## GOAL OF THE EXERCISE
All lines below are to be transcribed exactly.

## ENTRIES SUPPLIED
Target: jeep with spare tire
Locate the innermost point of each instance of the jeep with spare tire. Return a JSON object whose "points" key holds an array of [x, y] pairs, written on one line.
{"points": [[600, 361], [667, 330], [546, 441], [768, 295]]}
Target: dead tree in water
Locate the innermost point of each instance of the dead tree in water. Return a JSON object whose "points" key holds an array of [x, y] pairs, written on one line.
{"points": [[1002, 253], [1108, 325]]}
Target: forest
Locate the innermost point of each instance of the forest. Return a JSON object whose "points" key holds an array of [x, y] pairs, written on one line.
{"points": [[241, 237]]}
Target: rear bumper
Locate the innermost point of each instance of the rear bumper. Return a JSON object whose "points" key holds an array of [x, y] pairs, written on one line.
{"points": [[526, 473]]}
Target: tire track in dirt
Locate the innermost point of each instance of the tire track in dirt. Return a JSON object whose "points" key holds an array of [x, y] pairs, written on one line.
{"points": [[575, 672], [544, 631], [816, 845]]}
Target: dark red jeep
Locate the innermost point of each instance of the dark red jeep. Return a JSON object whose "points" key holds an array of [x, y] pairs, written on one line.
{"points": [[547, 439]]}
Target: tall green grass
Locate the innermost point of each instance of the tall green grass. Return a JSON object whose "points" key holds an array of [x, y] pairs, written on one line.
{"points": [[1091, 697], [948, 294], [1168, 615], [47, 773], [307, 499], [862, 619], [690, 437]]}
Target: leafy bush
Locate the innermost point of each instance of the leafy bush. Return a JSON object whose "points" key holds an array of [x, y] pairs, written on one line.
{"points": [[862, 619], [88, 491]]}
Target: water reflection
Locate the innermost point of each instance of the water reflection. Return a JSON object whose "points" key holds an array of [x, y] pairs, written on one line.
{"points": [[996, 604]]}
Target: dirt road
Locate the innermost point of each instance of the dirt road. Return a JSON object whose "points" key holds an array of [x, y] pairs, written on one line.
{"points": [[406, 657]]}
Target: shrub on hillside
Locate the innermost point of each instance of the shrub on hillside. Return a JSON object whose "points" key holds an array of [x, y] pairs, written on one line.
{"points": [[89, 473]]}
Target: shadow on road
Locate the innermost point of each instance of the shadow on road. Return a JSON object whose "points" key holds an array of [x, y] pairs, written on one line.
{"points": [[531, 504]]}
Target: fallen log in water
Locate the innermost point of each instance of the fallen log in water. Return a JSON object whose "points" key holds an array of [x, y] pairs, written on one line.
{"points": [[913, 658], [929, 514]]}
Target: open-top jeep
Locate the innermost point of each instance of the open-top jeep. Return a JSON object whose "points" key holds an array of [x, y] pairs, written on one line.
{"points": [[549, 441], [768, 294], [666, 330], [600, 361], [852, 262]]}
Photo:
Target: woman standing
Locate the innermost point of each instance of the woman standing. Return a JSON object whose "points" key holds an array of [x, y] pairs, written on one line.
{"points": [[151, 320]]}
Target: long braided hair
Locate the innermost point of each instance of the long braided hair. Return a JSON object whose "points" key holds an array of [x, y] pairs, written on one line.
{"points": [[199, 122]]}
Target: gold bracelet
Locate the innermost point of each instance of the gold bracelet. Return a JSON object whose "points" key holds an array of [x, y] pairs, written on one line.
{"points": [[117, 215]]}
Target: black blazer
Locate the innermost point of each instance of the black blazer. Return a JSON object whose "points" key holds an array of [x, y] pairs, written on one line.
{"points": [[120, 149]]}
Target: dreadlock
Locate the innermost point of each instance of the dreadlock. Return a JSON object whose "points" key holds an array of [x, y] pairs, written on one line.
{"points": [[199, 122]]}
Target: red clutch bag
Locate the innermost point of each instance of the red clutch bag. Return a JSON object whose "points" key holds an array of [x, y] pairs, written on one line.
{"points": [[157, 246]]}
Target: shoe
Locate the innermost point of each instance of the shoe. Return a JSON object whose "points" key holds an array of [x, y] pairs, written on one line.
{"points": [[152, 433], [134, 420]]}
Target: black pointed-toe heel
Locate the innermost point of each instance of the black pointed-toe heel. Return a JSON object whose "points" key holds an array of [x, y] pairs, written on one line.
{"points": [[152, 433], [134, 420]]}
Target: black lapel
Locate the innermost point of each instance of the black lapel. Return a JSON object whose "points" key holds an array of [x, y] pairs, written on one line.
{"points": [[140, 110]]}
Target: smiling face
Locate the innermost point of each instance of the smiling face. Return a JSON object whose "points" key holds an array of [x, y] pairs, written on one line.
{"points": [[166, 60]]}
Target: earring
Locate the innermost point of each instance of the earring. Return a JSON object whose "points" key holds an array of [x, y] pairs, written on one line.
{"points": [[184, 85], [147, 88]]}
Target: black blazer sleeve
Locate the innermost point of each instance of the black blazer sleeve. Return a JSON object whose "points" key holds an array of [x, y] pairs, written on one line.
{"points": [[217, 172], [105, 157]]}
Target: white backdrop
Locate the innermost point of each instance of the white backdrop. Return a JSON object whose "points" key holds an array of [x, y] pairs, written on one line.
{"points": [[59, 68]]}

## YOUR RESPONSE
Target: jeep with spare tire
Locate the innermost point of each instance of the jeep with spare tire. Return a JSON object whose "points" key holds an array of [x, y] pairs, written on one line.
{"points": [[600, 361], [667, 330], [546, 441], [768, 295]]}
Target: dead tree in water
Locate the innermost point of each instance of the dead tree in water. Return a JSON object whose "points" key holds an array of [x, y] pairs, written on one line.
{"points": [[1002, 253], [1108, 325]]}
Target: forest
Locate the innermost point of each instance of the forest. Return a JSON object whose "points" key holds an array of [x, y] pairs, written on one line.
{"points": [[241, 237]]}
Target: rear bumper
Locate the innermost point of each instance of the rear bumper. Return a JSON object whose "points" key holds an array of [x, y] pairs, written on one line.
{"points": [[526, 473]]}
Target: tire track in dirt
Locate the innermost point of each instance of the tire track in dirt. Return a JSON object whose "points" key holds an array of [x, y] pairs, written on one line.
{"points": [[575, 672], [544, 631], [816, 845]]}
Target: dark red jeep
Locate the innermost point of each instance of the dark red jeep. Return a JSON object whose "points" key holds an array of [x, y] pairs, written on one line.
{"points": [[547, 439]]}
Target: tall green grass
Locate the innermost point of each instance of the tall green grass. Return a JSON object whose "points" key holds an array of [x, y] pairs, written on one line.
{"points": [[1091, 697], [948, 294], [1168, 615], [47, 773], [307, 499], [862, 619], [690, 437]]}
Target: leafy bush
Locate the innermost point of each instance of the leafy bush. Return a JSON object whose "points" key holds an array of [x, y] pairs, written on one line.
{"points": [[862, 619], [88, 491]]}
Target: water reflection
Locate the innermost point of each instance of the water reflection. Return a JSON object whose "points" key holds an array of [x, y] pairs, written on one line.
{"points": [[996, 604]]}
Target: dirt road
Locate the innermost point of each instance of the dirt road. Return a JSON object whose "points" key holds an array of [x, y] pairs, written on one line.
{"points": [[406, 657]]}
Target: shrub on hillside
Locate the innermost point of each instance of the shrub on hillside. Return a JSON object whose "points" key holds an array of [x, y] pairs, written on one line.
{"points": [[89, 473]]}
Target: shadow on road
Locate the innermost point of each instance of the shadow on road. Return a JSON object whose "points" key holds an array of [x, y] pairs, written on one line.
{"points": [[531, 504]]}
Target: fallen log in water
Locate the innermost point of each instance of the fallen log in water. Return a JSON object whose "points" key holds an array of [x, y] pairs, written on one line.
{"points": [[913, 658], [929, 514]]}
Target: open-top jeep
Locate the innermost point of each instance of the open-top jeep. Return a JSON object whose "points" key holds an array of [x, y] pairs, written on one line.
{"points": [[549, 441], [768, 294], [666, 330], [600, 361], [852, 262]]}
Photo:
Target: woman standing
Locate the innermost point of each instance of the woman standing. Return a JSON object whose "points" key holds an array of [x, y] pairs, written on one line.
{"points": [[151, 320]]}
Target: long braided hair
Locate the innermost point of each instance of the long braided hair. Return a JSON object whose "points" key holds an array of [x, y] pairs, written on one line.
{"points": [[199, 122]]}
Target: gold bracelet
Locate the innermost point of each instance of the gold bracelet. Return a JSON object whose "points" key holds an array of [x, y] pairs, written on one line.
{"points": [[117, 215]]}
Target: black blazer
Locate the innermost point of each instance of the black blazer. Return a JSON object whose "points" key holds an array of [x, y] pairs, written on one line.
{"points": [[120, 149]]}
Target: dreadlock
Locate the innermost point of each instance of the dreadlock. Return a JSON object whose "points" key holds an array of [x, y] pairs, written on one line.
{"points": [[199, 122]]}
Target: red clutch bag
Locate the innermost point of each instance of the red clutch bag. Return a JSON object whose "points" key holds an array of [x, y] pairs, written on one line.
{"points": [[157, 246]]}
Target: shoe
Locate the innermost point of each instance of the shoe. Return a JSON object whose "points" key holds an array of [x, y] pairs, written on one line.
{"points": [[152, 433], [134, 420]]}
Target: black pointed-toe heel
Locate the innermost point of each instance of the black pointed-toe heel. Return a JSON object whose "points" key holds an array of [x, y] pairs, written on one line.
{"points": [[152, 433], [134, 420]]}
Target: black lapel
Locate the innermost point of each instance of the black lapel. Return a JSON object whose "points" key holds an array of [x, y] pairs, written on one line.
{"points": [[140, 110]]}
Target: smiling face
Locate the innermost point of each instance of the smiling face. Return a JSON object whose "points" key holds an array of [x, y] pairs, written on one line.
{"points": [[166, 60]]}
Target: earring
Locate the innermost point of each instance of the earring. Return a JSON object whose "points" key holds an array of [x, y] pairs, written on one line.
{"points": [[184, 85], [147, 88]]}
Target: black blazer sleeve
Locate the innermost point of each instance of the black blazer sleeve. Return a JSON object whose "points" key holds an array of [x, y] pairs, written on one line.
{"points": [[217, 172], [105, 157]]}
Target: white backdrop
Locate the innermost point of each instance of the white backdrop. Return a JSON object whose "points" key holds an array of [x, y] pairs, written on one line.
{"points": [[59, 68]]}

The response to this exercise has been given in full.